EXERCISE TASK: Write what comes next in the forum thread about the new plastic Daemon Prince and Bloodcrusher models, picking up right after its final line.

··· EXCERPT PROVIDED ···

He's banging out Stairway to Heaven :biggrin:


----------



## yanlou (Aug 17, 2008)

has anyone noticed how similiar that daemon prince, looks like the one in the C:CSM on page 11


----------



## smfanboy (Apr 1, 2009)

he is giving you a finger


----------



## Horacus (Oct 5, 2009)

yanlou said:


> has anyone noticed how similiar that daemon prince, looks like the one in the C:CSM on page 11


Indeed it does.


----------



## Khorne's Fist (Jul 18, 2008)

yanlou said:


> has anyone noticed how similiar that daemon prince, looks like the one in the C:CSM on page 11


I'd say they're both from the same kit. The head and legs look very similar.


----------



## yanlou (Aug 17, 2008)

at least we dont have to worry about it having only a fantasy look to it, as it obviously has parts enough to make a 40k or fantasy version, im really looking foward to that kit and the bloodcrusher


----------



## GrizBe (May 12, 2010)

Something tells me, after comparing, that its defiantely going to be a pretty big multi-part kit for lots of customisability.


----------



## Lord of the Night (Nov 18, 2009)

Throne!. Those look excellent. Makes me want to collect a Chaos Daemons army, which I may just yet. I just hope they dont get rid of the old Daemon Prince model, its still very good.


----------



## mcmuffin (Mar 1, 2009)

fynn said:


> is it me or is the DP air guitaring like a pro...................................lol


many lols for that one, consider it quoted!



KarlFranz40k said:


> He's banging out Stairway to Heaven :biggrin:


Stairway to heaven, what about stairway to hell...or the warp. 
i hope the DP has a kickass sword so that when we get a non-shitty sword i can have a khorne one in it that doesnt suck. well, lash prince here i come.


----------



## Red Corsairs (Jun 8, 2008)

The Deamon Prince looks great in the set-up shown in the OP of this thread. I don't like the way it looks in the Hordes of Chaos book but this one looks absolutely fantastic and brings a lot more hope for the boxed set.

Looking forward to this release!


----------



## Vanchet (Feb 28, 2008)

:O They look sweet!!!!!! Thank god I'm getting bloodcrushers in my force
And isn't the DP playing highway to Hell by AD/DC? Or is itlordi


----------



## mcmuffin (Mar 1, 2009)

*modelling project note, daemon prince with guitar*
i also like the look of those bloodcrushers, i may be using them as thunderwolf cavalry in a CSM using the Space wolf codex, but the lack of a DPeq puts me off


----------



## wombat_tree (Nov 30, 2008)

This. Is. Awesome.

Well that's really all I have to say.....


----------



## fynn (Sep 19, 2008)

any idea if the plastic DP comes with wing options in the kit???


----------



## Red Corsairs (Jun 8, 2008)

fynn said:


> any idea if the plastic DP comes with wing options in the kit???


I believe so as there are pictures previously seen of this kit with wings on it:

http://www.heresy-online.net/forums/showthread.php?t=19371&highlight=Deamon+Prince


----------



## HivefleetIngensus (Mar 3, 2009)

··· RAW RECORDS ···

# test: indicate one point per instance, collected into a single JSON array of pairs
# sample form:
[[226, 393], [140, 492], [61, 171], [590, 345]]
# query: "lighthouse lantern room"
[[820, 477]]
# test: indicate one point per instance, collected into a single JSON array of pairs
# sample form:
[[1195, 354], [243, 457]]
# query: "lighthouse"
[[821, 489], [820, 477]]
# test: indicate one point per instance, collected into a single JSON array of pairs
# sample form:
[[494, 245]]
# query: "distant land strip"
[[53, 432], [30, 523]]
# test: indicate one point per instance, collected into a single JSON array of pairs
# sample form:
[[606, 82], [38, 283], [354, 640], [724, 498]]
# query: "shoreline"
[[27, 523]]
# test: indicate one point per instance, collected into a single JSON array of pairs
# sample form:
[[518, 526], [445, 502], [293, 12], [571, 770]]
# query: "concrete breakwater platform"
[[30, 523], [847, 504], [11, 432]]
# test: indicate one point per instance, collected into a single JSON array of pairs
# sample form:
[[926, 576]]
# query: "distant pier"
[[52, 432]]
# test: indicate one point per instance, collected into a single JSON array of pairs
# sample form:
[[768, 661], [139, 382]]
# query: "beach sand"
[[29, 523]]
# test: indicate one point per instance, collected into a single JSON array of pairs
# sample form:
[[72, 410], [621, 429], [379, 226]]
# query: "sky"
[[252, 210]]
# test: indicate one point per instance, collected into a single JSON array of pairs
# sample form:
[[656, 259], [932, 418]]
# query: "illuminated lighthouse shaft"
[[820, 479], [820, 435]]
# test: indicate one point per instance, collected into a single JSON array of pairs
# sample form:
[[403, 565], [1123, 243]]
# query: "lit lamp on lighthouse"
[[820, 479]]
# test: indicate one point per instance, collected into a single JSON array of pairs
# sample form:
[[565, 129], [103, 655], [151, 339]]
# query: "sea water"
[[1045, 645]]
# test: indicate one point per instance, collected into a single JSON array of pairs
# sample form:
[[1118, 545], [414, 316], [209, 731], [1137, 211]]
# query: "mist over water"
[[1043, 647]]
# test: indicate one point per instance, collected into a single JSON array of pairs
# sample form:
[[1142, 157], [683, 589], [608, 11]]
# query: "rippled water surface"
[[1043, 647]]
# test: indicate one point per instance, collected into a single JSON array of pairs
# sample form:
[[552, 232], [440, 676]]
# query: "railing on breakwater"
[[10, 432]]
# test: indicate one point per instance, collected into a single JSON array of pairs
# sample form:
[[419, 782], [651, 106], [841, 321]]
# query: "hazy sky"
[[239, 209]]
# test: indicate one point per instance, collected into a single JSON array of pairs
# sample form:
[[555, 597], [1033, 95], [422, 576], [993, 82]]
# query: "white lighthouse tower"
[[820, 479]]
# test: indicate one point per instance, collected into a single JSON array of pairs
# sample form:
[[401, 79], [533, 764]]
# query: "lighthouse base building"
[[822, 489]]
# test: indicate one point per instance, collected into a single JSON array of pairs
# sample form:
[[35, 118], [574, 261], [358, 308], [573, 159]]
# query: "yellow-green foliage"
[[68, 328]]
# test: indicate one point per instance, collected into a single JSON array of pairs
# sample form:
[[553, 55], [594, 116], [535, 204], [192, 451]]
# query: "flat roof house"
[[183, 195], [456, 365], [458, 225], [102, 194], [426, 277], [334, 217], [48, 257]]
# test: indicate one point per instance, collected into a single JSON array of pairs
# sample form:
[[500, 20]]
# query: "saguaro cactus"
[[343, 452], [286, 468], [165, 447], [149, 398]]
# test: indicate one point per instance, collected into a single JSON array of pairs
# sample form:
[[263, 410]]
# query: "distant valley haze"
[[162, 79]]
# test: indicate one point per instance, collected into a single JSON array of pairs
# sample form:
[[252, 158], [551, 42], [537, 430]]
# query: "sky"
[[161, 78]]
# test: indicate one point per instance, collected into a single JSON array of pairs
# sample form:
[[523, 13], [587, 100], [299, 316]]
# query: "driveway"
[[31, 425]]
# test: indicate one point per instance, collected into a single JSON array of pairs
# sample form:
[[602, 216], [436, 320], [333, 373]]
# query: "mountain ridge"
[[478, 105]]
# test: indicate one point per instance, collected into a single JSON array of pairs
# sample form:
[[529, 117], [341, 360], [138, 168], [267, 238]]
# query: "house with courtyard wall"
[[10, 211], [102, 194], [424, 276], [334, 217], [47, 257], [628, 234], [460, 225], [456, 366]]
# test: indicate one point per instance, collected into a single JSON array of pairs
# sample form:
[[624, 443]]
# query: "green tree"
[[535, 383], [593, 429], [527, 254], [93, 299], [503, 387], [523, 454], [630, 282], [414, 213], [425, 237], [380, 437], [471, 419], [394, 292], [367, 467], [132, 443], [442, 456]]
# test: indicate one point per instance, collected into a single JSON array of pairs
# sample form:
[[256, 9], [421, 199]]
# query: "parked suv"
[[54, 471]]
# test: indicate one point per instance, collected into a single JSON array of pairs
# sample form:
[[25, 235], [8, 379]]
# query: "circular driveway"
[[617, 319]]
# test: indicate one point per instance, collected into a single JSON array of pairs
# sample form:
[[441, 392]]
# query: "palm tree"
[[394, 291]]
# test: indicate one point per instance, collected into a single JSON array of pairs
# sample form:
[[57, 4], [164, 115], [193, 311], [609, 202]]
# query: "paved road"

···

EXERCISE ANSWER:
I find those Seekers look amazing. The Changeling is nice too, in my opinion. I might just start Chaos Daemons now.......


----------



## bitsandkits (Mar 18, 2008)

nice models , really like the fateweaver.


----------



## Marneus Calgar (Dec 5, 2007)

The Wraithlord said:


> A german site just posted pics of the new plastic Daemon Prince showing off a couple of different versions of it. Cool thing is that it proves the kit will come with multiple bitz. Dig it:
> 
> 
> 
> ...


Just thought I'd quote the other pics from The Wraithlords post. Looks pretty much like the same kit, looking at the legs etc. Lots of options by the looks of it.


----------



## Red Corsairs (Jun 8, 2008)

Yeah that's the thread I just linked to but doesn't matter because now we have pics here too.

Also in that thread there were added on files with more pictures including the one shown in the start of this thread so it is the same kit.


----------



## Malgron (Jan 6, 2010)

he looks like Diablo


----------



## The Son of Horus (Dec 30, 2006)

Well, that's fairly disappointing. But given the bloodletters and the daemonettes, I guess I shouldn't be surprised GW dropped the ball on this one. The Changeling and the Daemon Prince are fine, but the rest of them are junk. Fateweaver would be ok if his hands weren't bigger than his heads. The Bloodcrusher has one of the current-range Bloodletters on it, which limits how good it could be, and the mounted daemonettes are a far cry from the previous version.


----------



## Styro-J (Jan 20, 2009)

It seems to have that contemporary cartoon look, with the exaggerated areas on the body and unnecessarily angular, especially those Princes. But plastic is plastic...


----------



## effigy22 (Jun 29, 2008)

I think these new models are awesome! cannot wait, this is really gonna get me back into my daemons again!


----------



## shaantitus (Aug 3, 2009)

At the very least the new dp kit will vastly increase the options we have for custom demon princes. Mix and match parts from the original dp, the nurgle dp, the lotr balrog and this one and we will be able to make som pretty amazing stuff quite easily.


----------



## oblivion8 (Jun 17, 2009)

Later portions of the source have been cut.